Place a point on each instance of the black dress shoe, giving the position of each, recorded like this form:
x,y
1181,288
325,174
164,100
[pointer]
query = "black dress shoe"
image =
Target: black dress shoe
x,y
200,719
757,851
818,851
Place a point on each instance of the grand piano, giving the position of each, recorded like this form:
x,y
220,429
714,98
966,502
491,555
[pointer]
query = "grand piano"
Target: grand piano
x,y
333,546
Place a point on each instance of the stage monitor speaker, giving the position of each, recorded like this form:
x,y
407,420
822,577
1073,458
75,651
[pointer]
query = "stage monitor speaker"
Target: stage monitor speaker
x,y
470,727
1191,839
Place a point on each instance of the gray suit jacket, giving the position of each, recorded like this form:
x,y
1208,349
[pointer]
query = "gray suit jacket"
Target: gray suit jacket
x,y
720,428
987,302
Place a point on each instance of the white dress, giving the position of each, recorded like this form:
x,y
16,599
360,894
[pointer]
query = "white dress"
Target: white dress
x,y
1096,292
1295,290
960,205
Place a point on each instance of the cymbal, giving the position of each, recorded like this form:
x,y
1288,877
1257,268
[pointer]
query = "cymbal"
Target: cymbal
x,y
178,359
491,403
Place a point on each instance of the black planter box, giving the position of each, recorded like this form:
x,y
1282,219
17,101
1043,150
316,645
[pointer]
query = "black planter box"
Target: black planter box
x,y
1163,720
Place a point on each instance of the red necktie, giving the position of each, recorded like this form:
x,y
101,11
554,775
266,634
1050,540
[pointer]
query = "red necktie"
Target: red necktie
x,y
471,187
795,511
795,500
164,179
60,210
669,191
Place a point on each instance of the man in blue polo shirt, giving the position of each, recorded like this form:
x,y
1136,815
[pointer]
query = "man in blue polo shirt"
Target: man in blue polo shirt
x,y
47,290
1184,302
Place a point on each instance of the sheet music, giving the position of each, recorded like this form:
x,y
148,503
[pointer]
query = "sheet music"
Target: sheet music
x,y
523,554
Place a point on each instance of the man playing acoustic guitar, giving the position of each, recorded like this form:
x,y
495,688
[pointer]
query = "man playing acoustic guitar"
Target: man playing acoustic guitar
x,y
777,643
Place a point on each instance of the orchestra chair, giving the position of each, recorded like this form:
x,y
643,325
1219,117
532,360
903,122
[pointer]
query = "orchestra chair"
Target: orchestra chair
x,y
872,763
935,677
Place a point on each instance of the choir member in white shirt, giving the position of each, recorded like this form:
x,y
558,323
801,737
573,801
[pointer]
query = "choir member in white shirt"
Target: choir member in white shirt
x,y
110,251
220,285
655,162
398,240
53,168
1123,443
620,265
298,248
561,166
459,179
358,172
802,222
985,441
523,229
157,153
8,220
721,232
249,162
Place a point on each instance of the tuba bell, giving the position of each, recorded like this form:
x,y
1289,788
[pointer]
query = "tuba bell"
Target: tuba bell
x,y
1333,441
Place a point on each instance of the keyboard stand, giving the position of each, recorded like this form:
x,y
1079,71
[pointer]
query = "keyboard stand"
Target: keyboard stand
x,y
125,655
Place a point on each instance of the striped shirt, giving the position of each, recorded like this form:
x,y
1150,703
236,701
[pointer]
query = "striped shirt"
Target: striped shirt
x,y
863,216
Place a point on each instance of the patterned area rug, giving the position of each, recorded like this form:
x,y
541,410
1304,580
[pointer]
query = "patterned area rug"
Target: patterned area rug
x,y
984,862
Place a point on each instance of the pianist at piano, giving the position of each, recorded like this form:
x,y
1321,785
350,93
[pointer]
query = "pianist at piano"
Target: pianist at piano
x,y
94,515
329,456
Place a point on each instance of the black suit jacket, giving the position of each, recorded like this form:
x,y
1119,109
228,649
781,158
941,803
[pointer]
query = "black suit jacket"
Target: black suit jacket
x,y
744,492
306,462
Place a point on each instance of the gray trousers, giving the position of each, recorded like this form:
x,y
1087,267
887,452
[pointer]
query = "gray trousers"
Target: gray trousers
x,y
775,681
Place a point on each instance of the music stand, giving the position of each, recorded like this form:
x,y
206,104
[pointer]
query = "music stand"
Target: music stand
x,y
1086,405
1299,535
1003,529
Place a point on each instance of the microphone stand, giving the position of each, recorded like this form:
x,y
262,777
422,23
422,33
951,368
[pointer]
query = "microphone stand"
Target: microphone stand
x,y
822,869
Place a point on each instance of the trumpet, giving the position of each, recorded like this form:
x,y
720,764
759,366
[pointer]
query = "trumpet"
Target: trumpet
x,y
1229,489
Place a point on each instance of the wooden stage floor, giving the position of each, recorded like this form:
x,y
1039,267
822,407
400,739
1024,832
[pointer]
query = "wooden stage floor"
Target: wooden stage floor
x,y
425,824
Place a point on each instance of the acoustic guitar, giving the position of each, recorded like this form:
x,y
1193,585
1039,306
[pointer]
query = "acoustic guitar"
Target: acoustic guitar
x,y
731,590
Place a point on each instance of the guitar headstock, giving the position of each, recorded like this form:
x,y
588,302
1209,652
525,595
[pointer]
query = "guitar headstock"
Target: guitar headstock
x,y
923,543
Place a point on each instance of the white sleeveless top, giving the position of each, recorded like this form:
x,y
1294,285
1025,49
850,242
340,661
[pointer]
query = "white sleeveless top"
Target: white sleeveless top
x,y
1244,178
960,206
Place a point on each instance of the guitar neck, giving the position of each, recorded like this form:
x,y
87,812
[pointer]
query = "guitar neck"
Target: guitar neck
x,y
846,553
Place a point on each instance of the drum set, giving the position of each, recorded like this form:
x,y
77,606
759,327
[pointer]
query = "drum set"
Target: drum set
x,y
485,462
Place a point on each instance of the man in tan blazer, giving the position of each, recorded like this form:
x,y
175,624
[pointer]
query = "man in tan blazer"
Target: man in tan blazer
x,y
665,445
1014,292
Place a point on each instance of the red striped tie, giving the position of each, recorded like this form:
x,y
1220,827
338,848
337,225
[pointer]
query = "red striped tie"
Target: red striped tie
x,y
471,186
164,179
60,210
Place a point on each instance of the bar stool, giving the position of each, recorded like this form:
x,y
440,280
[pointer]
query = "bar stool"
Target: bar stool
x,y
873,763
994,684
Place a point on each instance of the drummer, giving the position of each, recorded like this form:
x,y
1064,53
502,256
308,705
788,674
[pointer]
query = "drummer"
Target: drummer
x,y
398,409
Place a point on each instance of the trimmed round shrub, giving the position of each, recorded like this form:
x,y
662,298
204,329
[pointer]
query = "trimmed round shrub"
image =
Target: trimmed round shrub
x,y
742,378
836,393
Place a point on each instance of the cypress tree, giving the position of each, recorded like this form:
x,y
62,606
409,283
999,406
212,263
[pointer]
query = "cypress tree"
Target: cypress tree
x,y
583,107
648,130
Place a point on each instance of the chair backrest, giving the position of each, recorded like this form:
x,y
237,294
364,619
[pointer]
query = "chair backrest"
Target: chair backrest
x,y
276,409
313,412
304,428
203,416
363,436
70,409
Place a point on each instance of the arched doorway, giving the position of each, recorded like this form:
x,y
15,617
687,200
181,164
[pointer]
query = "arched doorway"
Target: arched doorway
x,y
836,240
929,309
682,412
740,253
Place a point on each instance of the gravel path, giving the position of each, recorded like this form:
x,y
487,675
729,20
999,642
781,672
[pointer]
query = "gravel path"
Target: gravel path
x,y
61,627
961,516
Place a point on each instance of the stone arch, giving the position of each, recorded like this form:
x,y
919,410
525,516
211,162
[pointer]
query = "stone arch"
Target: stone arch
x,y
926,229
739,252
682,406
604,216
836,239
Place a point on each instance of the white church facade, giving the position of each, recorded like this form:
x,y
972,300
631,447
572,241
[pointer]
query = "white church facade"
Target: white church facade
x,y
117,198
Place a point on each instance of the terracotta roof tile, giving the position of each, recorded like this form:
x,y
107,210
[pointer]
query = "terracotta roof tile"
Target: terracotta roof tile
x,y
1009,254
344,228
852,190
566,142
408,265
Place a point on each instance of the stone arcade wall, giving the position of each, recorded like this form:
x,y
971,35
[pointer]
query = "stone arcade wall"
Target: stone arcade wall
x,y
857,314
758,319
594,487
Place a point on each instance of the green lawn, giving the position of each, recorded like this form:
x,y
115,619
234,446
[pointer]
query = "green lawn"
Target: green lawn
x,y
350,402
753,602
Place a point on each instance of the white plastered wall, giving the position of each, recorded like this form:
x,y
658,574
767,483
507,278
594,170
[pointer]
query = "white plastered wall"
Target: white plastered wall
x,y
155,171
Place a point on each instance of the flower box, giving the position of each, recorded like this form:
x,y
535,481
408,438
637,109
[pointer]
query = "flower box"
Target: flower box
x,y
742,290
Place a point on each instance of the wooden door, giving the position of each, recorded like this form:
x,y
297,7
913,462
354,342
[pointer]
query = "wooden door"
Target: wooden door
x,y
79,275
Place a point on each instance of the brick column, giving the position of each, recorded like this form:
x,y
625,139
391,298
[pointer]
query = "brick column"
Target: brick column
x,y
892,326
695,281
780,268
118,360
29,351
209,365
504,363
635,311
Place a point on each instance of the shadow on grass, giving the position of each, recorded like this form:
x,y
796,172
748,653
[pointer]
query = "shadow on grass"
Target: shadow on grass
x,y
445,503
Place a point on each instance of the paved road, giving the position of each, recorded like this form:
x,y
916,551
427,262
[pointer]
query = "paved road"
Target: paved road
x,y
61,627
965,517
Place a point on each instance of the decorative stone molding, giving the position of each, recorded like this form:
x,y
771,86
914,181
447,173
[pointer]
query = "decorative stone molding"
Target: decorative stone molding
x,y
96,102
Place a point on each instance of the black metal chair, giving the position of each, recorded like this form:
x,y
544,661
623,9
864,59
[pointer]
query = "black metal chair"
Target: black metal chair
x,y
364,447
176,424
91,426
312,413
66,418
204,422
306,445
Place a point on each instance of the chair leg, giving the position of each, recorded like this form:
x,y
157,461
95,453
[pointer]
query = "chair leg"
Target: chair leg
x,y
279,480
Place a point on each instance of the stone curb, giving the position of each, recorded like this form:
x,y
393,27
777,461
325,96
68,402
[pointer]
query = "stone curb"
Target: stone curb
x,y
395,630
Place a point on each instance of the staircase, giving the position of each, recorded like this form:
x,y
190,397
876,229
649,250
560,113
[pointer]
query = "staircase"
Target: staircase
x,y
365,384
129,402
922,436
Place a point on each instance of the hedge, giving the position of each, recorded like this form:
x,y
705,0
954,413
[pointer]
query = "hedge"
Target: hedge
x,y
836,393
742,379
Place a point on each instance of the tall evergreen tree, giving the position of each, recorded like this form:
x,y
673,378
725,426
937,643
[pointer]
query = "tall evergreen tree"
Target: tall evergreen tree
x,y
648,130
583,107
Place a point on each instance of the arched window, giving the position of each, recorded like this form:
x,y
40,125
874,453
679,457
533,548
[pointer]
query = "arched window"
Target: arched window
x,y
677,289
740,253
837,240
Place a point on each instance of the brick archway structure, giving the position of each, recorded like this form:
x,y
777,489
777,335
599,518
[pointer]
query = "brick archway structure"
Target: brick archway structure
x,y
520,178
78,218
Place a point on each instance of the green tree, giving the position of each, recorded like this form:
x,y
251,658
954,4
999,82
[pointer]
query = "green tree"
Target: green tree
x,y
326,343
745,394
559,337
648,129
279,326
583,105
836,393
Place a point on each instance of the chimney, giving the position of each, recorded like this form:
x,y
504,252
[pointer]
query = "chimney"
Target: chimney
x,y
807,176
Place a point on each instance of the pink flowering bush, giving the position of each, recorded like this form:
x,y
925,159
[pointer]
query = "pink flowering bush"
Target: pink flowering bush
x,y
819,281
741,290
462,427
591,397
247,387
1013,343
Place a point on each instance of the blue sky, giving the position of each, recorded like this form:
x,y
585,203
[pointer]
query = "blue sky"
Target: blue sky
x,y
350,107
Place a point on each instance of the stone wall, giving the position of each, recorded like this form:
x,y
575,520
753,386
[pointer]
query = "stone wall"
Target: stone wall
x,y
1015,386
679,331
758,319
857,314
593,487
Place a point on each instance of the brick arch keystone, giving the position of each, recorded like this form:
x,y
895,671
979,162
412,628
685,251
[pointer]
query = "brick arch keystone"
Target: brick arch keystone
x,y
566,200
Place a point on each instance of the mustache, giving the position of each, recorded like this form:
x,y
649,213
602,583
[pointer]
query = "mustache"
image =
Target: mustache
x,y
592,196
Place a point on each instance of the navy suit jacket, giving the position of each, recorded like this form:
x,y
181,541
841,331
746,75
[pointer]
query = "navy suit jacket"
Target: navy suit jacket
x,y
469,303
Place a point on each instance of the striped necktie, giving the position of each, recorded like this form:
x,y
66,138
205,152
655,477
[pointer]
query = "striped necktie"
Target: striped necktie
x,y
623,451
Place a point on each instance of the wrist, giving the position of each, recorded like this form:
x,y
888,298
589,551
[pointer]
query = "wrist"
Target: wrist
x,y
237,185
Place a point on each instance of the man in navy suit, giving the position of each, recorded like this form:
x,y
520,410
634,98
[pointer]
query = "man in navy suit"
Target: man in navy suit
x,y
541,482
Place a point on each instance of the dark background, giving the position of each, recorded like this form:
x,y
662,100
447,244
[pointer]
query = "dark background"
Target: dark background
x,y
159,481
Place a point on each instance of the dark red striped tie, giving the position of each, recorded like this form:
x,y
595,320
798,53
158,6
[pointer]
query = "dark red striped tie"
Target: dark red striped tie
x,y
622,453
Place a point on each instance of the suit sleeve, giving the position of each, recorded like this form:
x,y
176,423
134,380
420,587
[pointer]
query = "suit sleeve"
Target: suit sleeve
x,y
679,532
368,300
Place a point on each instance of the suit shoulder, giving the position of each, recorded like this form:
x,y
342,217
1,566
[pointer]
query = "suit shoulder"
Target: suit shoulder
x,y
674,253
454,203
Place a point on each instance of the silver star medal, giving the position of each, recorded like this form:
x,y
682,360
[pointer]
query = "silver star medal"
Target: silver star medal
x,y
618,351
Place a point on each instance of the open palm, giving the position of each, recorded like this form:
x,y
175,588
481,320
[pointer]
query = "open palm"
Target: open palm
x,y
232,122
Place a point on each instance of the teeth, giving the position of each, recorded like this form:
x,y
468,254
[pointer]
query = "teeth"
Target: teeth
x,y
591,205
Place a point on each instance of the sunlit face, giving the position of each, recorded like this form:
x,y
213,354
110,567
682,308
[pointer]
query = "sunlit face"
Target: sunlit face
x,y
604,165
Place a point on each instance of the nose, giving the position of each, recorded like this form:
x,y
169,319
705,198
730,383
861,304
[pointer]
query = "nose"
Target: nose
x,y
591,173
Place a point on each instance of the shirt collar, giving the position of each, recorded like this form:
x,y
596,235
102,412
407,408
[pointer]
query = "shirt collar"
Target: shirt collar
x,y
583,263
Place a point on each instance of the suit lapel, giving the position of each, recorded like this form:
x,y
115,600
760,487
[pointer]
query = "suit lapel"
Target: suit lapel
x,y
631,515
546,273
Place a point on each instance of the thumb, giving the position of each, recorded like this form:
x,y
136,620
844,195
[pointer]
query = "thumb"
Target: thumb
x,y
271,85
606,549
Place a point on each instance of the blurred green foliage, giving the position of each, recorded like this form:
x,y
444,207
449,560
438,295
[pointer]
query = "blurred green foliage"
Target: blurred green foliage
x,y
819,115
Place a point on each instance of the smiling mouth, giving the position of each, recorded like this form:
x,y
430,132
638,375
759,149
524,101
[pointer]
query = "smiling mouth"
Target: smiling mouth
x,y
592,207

__WHAT IS REQUIRED__: Reproduce nothing but the lines from the line containing "Place a point on each instance of the thumb, giving" to the last line of the data, each exactly as written.

__RESPONSE BELOW__:
Place a point on each instance of the thumb, giving the position of each, recorded like this form:
x,y
136,620
844,195
[pointer]
query = "thumb"
Target: thumb
x,y
271,85
606,549
Place a point on each instance of the blurred green foliage, giving the position of each, recorded like this form:
x,y
444,207
449,560
438,295
[pointer]
query = "blurred green foliage"
Target: blurred green foliage
x,y
819,115
Place a point on each instance of the smiling mouth, giving the position of each, recorded like this form:
x,y
430,132
638,375
759,149
524,101
[pointer]
query = "smiling mouth"
Target: smiling mouth
x,y
592,207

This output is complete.